▸ TEXT FOR ANALYSIS:
- - -
Washington, DC, March 7, 2017 - The National Association of County and City Health Officials (NACCHO), representing nearly 3,000 local health departments, is disappointed that the “American Healthcare Act” eliminates funding for core public health programs that keeps communities healthy and safe.
The “American Healthcare Act” eradicates funding for the Prevention and Public Health Fund (PPHF) in FY2019, which makes up 12% of the Centers for Disease Control and Prevention’s (CDC) funding. Among the programs at risk at the CDC are the 317 Immunization Program, Epidemiology and Laboratory Capacity, Childhood Lead Poisoning Prevention Program, Heart Disease and Stroke Prevention, and Diabetes Prevention, among others.
“The Prevention and Public Health Fund provides vital resources to governmental public health at the federal, state, and local levels, and its elimination will serve to further erode our public health system. Congress continues to invest the nation’s health resources in a sick care system, while severely scaling back investment in programs that prevent people from getting sick in the first place,” said NACCHO’s Chief of Government Affairs Laura Hanen, MPP.
In addition, the “American Healthcare Act” ends funding in FY2020 for the Medicaid expansion in 32 states, which has provided access to primary and emergency care to millions of Americans. The bill also caps federal Medicaid funding that will ultimately result in shifting responsibility to the states and counties ? leaving governors, state legislatures, and local governments facing tight budgets with no choice but to reduce coverage for millions of seniors, low-income families, people with disabilities, and children.
“The bill’s provisions would severely handicap seniors and working families that are struggling to meet basic necessities, including food and shelter, and would create an untenable situation where increased costs will put healthcare out of reach for these citizens,” said Hanen. “Our nation is stronger when everyone has the opportunity to be healthy. The House bill would severely impact access to care for low-income Americans and maintenance of a good quality of life for all.”
- - -
▸ PROVIDED DATA:
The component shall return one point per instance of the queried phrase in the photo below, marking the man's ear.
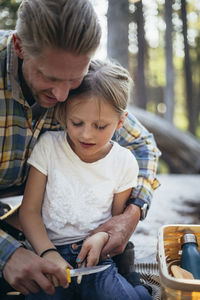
- - -
Extract the passage of the NACCHO statement on the "American Healthcare Act" that begins at the words "In addition, the" and stops after the words "disabilities, and children.". Work only from the text; take nothing from the data.

In addition, the “American Healthcare Act” ends funding in FY2020 for the Medicaid expansion in 32 states, which has provided access to primary and emergency care to millions of Americans. The bill also caps federal Medicaid funding that will ultimately result in shifting responsibility to the states and counties ? leaving governors, state legislatures, and local governments facing tight budgets with no choice but to reduce coverage for millions of seniors, low-income families, people with disabilities, and children.